(Dataset entries)
▼

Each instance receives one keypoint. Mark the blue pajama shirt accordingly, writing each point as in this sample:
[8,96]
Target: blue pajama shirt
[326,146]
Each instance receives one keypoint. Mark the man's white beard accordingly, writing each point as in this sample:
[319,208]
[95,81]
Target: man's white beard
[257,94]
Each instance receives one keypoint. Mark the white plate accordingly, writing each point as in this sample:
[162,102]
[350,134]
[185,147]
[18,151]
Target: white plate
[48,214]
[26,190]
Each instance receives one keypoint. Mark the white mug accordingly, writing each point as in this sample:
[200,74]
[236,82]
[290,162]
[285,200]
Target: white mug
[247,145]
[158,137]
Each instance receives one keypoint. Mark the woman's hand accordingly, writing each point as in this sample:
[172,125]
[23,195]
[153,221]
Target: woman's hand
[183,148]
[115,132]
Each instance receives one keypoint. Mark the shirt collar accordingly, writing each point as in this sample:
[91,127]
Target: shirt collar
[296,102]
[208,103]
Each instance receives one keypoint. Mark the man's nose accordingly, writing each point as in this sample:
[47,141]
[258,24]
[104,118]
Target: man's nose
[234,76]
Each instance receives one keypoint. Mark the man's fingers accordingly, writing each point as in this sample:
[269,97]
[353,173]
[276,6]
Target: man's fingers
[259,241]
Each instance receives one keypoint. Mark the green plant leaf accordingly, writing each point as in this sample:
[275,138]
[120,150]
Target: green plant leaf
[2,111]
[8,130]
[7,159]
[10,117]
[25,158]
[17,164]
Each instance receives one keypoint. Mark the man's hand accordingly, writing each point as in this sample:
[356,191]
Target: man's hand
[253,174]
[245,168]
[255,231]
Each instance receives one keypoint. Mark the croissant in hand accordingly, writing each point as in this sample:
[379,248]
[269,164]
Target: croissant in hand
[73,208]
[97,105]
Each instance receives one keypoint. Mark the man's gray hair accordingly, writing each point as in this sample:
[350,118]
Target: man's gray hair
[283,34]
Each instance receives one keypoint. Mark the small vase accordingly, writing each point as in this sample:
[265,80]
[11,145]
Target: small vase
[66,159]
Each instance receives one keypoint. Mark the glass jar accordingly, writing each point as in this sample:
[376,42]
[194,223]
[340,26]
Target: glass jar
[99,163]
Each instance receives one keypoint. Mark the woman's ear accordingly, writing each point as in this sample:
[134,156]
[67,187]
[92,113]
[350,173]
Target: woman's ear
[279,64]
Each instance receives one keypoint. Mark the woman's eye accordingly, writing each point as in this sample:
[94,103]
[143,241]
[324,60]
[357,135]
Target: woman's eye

▲

=== What to produce ===
Your reply must be the entries above, returned word for word.

=== Answer to the problem ===
Each instance receives one keypoint. Mark the blue pajama shirt accordingly, writing each point as in this sample:
[8,96]
Target: blue pajama shirt
[326,146]
Each instance receives one keypoint. Mark the man's white beard accordingly, writing each point as in this sample:
[319,208]
[95,81]
Target: man's white beard
[257,94]
Each instance receives one keypoint. Mark the white plate accordingly, writing each point as in this sample:
[162,102]
[350,134]
[185,147]
[18,151]
Target: white plate
[48,214]
[26,190]
Each instance receives one keypoint. Mark the white mug accordingly, writing each point as in this sample:
[200,74]
[236,82]
[290,162]
[285,200]
Target: white mug
[247,145]
[158,137]
Each instance receives one keypoint. Mark the woman's hand accordingly, writing each point as in this sample:
[172,125]
[23,195]
[153,221]
Target: woman's hand
[183,148]
[115,132]
Each instance receives one keypoint. Mark the shirt collar accordingly, writing each point as in this sample:
[91,127]
Target: shirt collar
[296,102]
[208,103]
Each instance receives one keypoint. Mark the man's nose accordingly, writing each point as in this sample:
[47,141]
[258,24]
[104,118]
Target: man's nose
[234,76]
Each instance receives one keypoint. Mark the man's fingers accordingly, writing each point as in this sample:
[269,97]
[353,173]
[276,6]
Target: man's fingers
[259,241]
Each instance receives one keypoint. Mark the green plant leaf accordingly, writing each point as in this sample:
[275,138]
[120,150]
Target: green plant leaf
[2,111]
[8,130]
[7,159]
[10,117]
[25,158]
[17,164]
Each instance receives one keypoint. Mark the man's hand accordingly, writing each point as in this sample:
[356,191]
Target: man's hand
[253,174]
[245,168]
[255,231]
Each instance receives one keypoint. Mark the croissant in hand accordingly, writing each point as in this sample:
[379,248]
[269,164]
Target: croissant in hand
[73,208]
[97,105]
Each instance receives one keypoint. Mark the man's gray hair accordingly, writing each point as in this sample:
[350,118]
Target: man's gray hair
[283,34]
Each instance receives one keypoint. Mark the small vase accordingly, writing each point as in this sample:
[265,80]
[11,145]
Target: small vase
[66,159]
Each instance receives one keypoint. Mark the glass jar accordingly, writing each point as in this sample:
[376,42]
[194,223]
[340,26]
Target: glass jar
[99,163]
Each instance receives one keypoint. Mark the woman's ear accordingly, writing each point as in this sample:
[134,156]
[67,187]
[92,113]
[350,173]
Target: woman's ear
[279,64]
Each instance receives one keypoint. Mark the woman's eye accordingly, writing each point as in this sample:
[94,103]
[143,241]
[324,60]
[357,135]
Target: woman's eye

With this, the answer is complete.